- _SUPPLIED RECORDS_

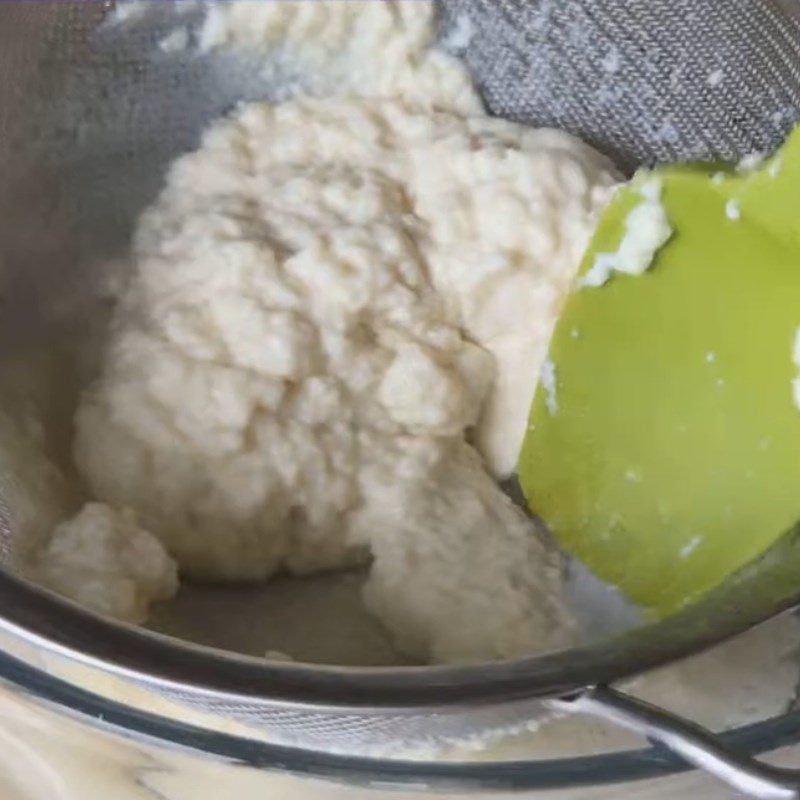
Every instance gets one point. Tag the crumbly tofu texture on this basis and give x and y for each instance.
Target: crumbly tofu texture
(337, 314)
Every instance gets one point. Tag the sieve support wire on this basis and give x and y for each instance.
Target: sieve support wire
(691, 742)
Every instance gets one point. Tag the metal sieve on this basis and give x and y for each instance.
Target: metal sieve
(89, 119)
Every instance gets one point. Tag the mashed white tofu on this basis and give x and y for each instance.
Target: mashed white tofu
(336, 316)
(103, 560)
(308, 343)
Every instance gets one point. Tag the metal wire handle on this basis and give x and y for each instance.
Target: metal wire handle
(691, 742)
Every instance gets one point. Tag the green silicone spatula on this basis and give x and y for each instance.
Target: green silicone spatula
(664, 448)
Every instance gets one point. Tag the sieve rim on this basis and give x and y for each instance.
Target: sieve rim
(760, 591)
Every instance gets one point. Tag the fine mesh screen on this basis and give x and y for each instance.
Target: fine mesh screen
(642, 80)
(91, 114)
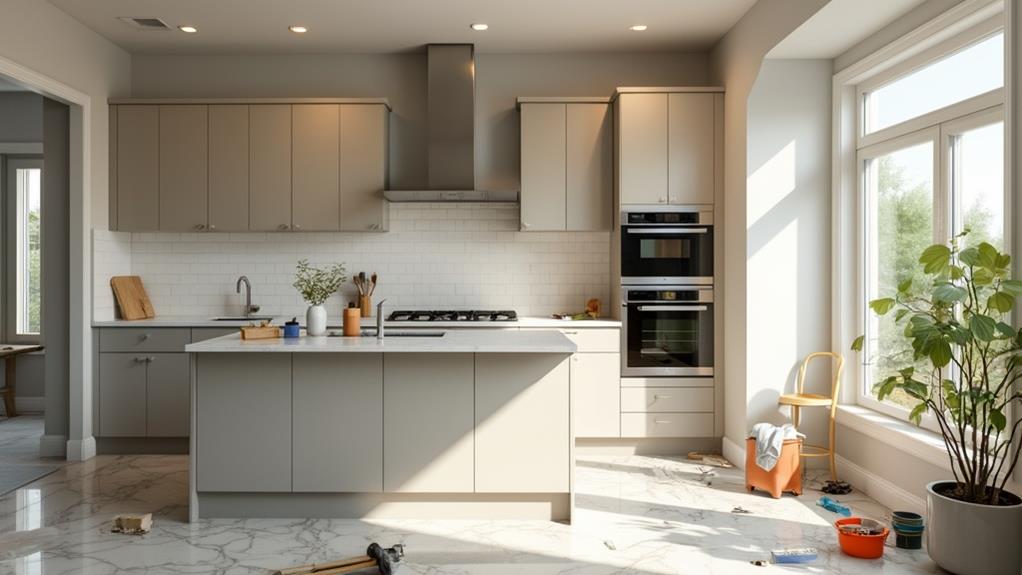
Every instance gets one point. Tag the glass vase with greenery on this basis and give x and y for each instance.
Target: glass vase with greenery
(958, 323)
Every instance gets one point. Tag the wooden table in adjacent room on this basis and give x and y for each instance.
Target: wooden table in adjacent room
(9, 355)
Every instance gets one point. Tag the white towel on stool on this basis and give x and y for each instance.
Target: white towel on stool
(770, 439)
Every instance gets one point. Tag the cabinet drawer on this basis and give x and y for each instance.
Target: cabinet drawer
(659, 399)
(667, 382)
(666, 425)
(144, 339)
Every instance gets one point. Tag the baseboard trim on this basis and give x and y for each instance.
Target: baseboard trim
(733, 452)
(53, 445)
(885, 492)
(33, 404)
(81, 449)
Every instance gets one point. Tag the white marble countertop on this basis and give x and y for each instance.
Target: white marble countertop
(453, 341)
(334, 322)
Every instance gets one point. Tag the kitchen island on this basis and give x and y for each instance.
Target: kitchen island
(455, 424)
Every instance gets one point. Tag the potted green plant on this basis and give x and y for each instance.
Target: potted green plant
(316, 285)
(960, 329)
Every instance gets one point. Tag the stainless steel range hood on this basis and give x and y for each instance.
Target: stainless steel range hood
(451, 118)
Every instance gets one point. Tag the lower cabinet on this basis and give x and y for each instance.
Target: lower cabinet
(243, 419)
(337, 442)
(522, 439)
(428, 415)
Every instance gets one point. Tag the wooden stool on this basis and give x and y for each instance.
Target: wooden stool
(801, 399)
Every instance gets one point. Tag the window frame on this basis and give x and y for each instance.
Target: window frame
(8, 227)
(938, 127)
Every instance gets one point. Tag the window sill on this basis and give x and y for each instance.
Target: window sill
(899, 434)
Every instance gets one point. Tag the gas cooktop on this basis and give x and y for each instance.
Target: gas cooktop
(455, 316)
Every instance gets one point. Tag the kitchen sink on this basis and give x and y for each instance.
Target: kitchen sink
(241, 319)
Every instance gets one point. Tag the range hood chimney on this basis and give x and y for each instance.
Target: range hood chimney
(451, 118)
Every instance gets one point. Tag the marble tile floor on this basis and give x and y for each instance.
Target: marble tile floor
(635, 515)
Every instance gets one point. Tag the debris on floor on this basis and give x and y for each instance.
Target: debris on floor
(709, 459)
(133, 524)
(804, 555)
(836, 487)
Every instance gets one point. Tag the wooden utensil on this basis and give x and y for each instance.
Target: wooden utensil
(132, 298)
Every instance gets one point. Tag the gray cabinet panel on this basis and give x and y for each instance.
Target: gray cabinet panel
(428, 422)
(316, 197)
(590, 163)
(229, 168)
(543, 166)
(122, 395)
(243, 422)
(522, 440)
(363, 168)
(138, 169)
(168, 395)
(270, 168)
(183, 168)
(338, 422)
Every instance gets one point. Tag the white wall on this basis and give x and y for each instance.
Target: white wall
(437, 255)
(735, 63)
(402, 79)
(788, 234)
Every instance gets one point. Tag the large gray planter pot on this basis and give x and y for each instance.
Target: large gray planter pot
(973, 539)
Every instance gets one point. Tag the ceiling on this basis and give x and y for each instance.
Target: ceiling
(839, 26)
(397, 26)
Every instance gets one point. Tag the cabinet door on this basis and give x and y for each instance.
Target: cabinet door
(642, 153)
(522, 441)
(183, 177)
(596, 394)
(229, 168)
(243, 422)
(691, 148)
(338, 422)
(364, 168)
(315, 195)
(138, 169)
(168, 395)
(269, 168)
(122, 395)
(543, 166)
(427, 415)
(589, 177)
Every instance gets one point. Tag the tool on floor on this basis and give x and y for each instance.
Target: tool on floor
(385, 560)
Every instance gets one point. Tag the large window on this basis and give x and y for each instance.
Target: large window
(22, 317)
(931, 164)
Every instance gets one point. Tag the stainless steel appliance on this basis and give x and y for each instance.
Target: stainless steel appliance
(453, 316)
(667, 246)
(667, 331)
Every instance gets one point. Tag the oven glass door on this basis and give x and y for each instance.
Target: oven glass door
(668, 339)
(678, 252)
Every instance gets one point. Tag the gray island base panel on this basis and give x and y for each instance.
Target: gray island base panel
(474, 426)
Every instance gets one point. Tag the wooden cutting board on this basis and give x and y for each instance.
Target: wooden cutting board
(132, 299)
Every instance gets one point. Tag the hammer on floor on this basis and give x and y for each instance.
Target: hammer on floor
(385, 560)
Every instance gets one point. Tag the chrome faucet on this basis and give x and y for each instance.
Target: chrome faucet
(249, 308)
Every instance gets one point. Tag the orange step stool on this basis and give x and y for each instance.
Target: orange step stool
(786, 475)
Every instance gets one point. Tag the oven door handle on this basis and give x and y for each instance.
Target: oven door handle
(668, 231)
(674, 307)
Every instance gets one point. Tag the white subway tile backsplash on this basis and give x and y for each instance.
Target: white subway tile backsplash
(435, 255)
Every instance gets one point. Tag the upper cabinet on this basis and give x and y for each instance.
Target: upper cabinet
(668, 146)
(248, 165)
(566, 164)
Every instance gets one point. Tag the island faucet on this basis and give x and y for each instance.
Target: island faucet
(249, 308)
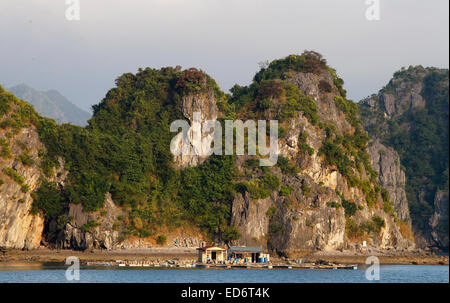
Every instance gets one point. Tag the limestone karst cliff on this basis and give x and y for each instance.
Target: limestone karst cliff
(408, 123)
(115, 181)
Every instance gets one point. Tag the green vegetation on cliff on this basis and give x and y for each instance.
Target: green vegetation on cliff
(418, 132)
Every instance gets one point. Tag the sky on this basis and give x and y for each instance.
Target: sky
(225, 38)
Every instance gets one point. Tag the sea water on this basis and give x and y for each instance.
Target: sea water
(51, 273)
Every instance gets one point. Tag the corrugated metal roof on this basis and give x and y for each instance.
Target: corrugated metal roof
(209, 247)
(245, 249)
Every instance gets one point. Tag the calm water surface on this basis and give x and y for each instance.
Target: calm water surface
(48, 273)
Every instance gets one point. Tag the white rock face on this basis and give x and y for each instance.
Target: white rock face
(18, 228)
(198, 109)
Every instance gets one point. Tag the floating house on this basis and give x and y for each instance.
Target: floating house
(247, 254)
(212, 254)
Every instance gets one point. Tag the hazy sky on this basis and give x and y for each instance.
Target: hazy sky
(225, 38)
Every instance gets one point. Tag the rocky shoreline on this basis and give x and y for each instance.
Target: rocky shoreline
(190, 255)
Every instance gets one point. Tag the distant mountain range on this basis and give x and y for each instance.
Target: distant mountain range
(52, 104)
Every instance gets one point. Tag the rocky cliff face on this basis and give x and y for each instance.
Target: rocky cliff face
(18, 228)
(321, 195)
(439, 221)
(20, 174)
(386, 162)
(197, 108)
(408, 123)
(310, 217)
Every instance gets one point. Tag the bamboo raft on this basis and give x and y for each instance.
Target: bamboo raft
(307, 266)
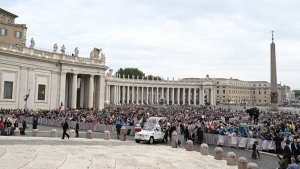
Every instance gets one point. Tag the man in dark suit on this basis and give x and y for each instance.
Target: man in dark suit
(295, 149)
(65, 127)
(192, 136)
(200, 135)
(77, 128)
(118, 128)
(288, 151)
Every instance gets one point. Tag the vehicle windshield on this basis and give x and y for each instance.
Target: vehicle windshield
(151, 123)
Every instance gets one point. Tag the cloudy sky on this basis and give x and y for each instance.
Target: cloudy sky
(172, 38)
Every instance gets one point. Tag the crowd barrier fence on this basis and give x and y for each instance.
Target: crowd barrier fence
(240, 142)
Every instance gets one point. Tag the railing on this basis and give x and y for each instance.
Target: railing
(158, 81)
(72, 124)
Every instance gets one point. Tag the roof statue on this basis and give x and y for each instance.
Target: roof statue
(76, 52)
(55, 48)
(32, 43)
(63, 50)
(103, 58)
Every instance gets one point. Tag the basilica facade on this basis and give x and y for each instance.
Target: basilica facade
(38, 79)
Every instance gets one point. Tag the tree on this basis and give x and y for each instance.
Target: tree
(131, 72)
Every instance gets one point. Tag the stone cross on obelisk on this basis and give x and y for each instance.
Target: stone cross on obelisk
(274, 93)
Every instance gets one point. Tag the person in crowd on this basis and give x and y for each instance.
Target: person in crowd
(257, 149)
(34, 123)
(8, 127)
(254, 153)
(166, 130)
(77, 128)
(200, 135)
(295, 149)
(192, 136)
(293, 165)
(118, 128)
(283, 162)
(288, 151)
(24, 125)
(186, 133)
(65, 127)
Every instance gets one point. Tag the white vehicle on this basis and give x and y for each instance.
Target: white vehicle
(152, 130)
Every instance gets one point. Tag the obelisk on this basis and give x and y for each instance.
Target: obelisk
(274, 93)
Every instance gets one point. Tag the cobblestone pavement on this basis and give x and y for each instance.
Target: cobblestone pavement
(46, 153)
(267, 161)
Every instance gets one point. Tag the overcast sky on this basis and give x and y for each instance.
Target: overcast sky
(172, 38)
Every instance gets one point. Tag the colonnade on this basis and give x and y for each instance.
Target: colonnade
(123, 94)
(82, 90)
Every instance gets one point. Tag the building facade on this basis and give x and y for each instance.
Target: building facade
(37, 79)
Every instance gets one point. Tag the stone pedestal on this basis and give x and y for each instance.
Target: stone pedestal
(251, 166)
(123, 133)
(204, 149)
(189, 145)
(53, 133)
(17, 132)
(242, 163)
(106, 135)
(218, 153)
(174, 142)
(231, 158)
(89, 134)
(72, 133)
(35, 133)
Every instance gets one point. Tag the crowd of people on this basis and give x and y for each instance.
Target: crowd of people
(192, 120)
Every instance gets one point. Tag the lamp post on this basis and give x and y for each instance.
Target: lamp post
(26, 98)
(228, 102)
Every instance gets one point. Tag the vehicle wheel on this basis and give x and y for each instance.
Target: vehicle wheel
(151, 140)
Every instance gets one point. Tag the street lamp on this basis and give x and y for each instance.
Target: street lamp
(26, 98)
(228, 102)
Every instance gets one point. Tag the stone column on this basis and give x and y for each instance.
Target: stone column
(74, 90)
(101, 92)
(132, 94)
(157, 95)
(91, 92)
(54, 90)
(168, 96)
(178, 95)
(212, 100)
(123, 94)
(137, 95)
(183, 95)
(274, 92)
(108, 92)
(194, 96)
(189, 96)
(128, 98)
(82, 93)
(119, 94)
(142, 97)
(173, 93)
(152, 95)
(202, 97)
(62, 88)
(147, 91)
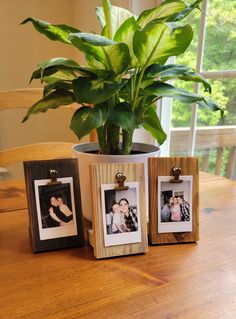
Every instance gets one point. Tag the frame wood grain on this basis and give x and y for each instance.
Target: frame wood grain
(162, 166)
(39, 170)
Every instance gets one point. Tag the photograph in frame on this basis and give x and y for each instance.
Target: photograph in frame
(55, 208)
(121, 214)
(175, 205)
(54, 204)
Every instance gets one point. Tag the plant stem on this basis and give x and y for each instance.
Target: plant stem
(127, 142)
(101, 133)
(107, 12)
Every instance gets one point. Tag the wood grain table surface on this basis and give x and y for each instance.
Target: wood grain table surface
(192, 281)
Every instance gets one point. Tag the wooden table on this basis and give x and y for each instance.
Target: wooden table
(170, 281)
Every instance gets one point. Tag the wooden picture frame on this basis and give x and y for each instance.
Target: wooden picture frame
(173, 200)
(103, 180)
(54, 204)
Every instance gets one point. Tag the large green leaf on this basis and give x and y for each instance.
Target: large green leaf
(60, 75)
(151, 123)
(169, 10)
(114, 56)
(122, 116)
(68, 70)
(86, 119)
(94, 91)
(59, 86)
(56, 32)
(158, 41)
(118, 16)
(51, 101)
(176, 71)
(161, 89)
(125, 34)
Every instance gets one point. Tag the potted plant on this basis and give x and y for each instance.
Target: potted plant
(127, 72)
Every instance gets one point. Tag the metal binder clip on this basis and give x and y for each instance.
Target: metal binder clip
(120, 178)
(53, 175)
(176, 172)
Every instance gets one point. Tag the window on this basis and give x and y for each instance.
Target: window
(196, 131)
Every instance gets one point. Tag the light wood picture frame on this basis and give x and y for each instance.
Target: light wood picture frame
(110, 242)
(173, 200)
(54, 204)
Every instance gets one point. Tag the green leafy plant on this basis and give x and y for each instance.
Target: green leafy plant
(127, 72)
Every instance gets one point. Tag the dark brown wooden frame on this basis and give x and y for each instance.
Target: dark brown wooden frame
(162, 167)
(38, 170)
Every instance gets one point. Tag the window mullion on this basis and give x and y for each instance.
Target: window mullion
(200, 54)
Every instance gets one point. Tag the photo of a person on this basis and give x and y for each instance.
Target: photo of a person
(130, 218)
(118, 221)
(175, 210)
(166, 211)
(59, 211)
(121, 215)
(55, 209)
(174, 205)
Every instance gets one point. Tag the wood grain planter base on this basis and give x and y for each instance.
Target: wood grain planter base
(86, 154)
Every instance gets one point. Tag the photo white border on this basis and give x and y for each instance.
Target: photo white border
(174, 227)
(61, 231)
(121, 238)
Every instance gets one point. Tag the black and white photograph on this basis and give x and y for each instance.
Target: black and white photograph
(55, 208)
(121, 214)
(174, 205)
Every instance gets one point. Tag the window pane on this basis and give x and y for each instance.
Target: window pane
(220, 41)
(224, 93)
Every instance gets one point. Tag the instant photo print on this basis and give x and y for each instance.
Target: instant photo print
(174, 200)
(119, 212)
(54, 204)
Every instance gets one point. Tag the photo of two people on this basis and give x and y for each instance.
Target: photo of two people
(55, 209)
(121, 215)
(174, 205)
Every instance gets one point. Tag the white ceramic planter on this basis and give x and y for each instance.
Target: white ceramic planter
(86, 156)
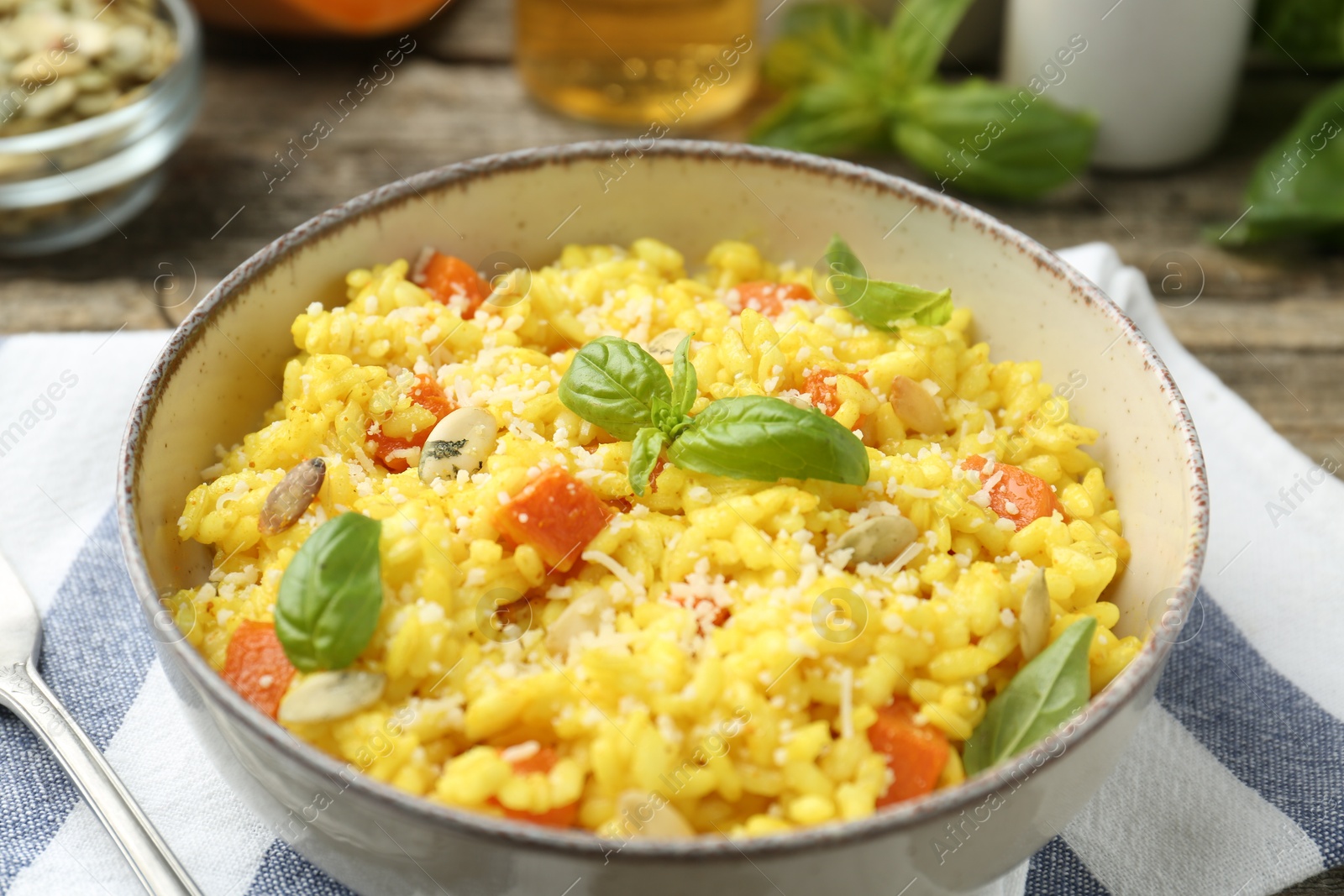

- _PROBLEM STATEMENT_
Repeat, exactly and in full, each line from the start of the data to the line that contains "Every instance gets one point. Tag the kitchen island". Pictures do not go in.

- _SOLUTION FOR THIS EXERCISE_
Every instance gets one point. Tag the crumbly tofu texture on this basis and give x and y for each instance.
Target: crumbly tofu texture
(337, 314)
Every instance gets one point. Tag the sieve support wire on this basis and give x and y for each instance.
Target: sieve support wire
(691, 742)
Every instance gets one point. Tag the metal sieve on this basis and give x and y for each instance.
Target: metal sieve
(89, 119)
Every instance gets one point. Tag the mashed white tofu on this basis and give x and y for each instance.
Target: mashed white tofu
(336, 316)
(103, 560)
(308, 343)
Every instance gets one point. Tag the metal wire handle on this basis and give x and y for each instance.
Target: metal wire handle
(691, 742)
Every instance gets one point. Tag the green silicone spatula on this basis and give x and y for each instance.
Target: green silicone spatula
(664, 448)
Every instance gets one point. Tag the sieve rim on this basis and give x and y for each instance.
Target: sieve rim
(760, 591)
Every instance gets one point. Tag the fine mesh screen on this basis and give x and y for each instance.
Target: fine mesh screen
(642, 80)
(91, 114)
Every instance gets one point. Tag the glass vase with greenery on this basis and give x and y for each instance.
Target: glass vase with greenery
(958, 323)
Every instance gets one point. Tag the wooden table in adjacent room on this basis and give x and y for each instance.
Target: wooden table in adjacent room
(9, 355)
Every instance gets one point. Tag the white towel on stool on this basis and give x and y for each instance.
Target: white towel on stool
(770, 439)
Every instance gets one point. Tag the cabinet drawer on this basis and give x and y for each instance.
Target: cabinet drawer
(659, 399)
(667, 382)
(666, 425)
(144, 339)
Every instance gets one point. Tag the baseboard trim on this basis and give x and y for each instance.
Target: baseboard trim
(733, 452)
(53, 445)
(885, 492)
(33, 404)
(81, 449)
Every instance gets one point. Tag the white marble countertop on this basis and give x and y for each instance.
Target: white marble countertop
(453, 341)
(334, 322)
Every instance gets one point. Tag the kitchen island on this basis and give x and y for each instance.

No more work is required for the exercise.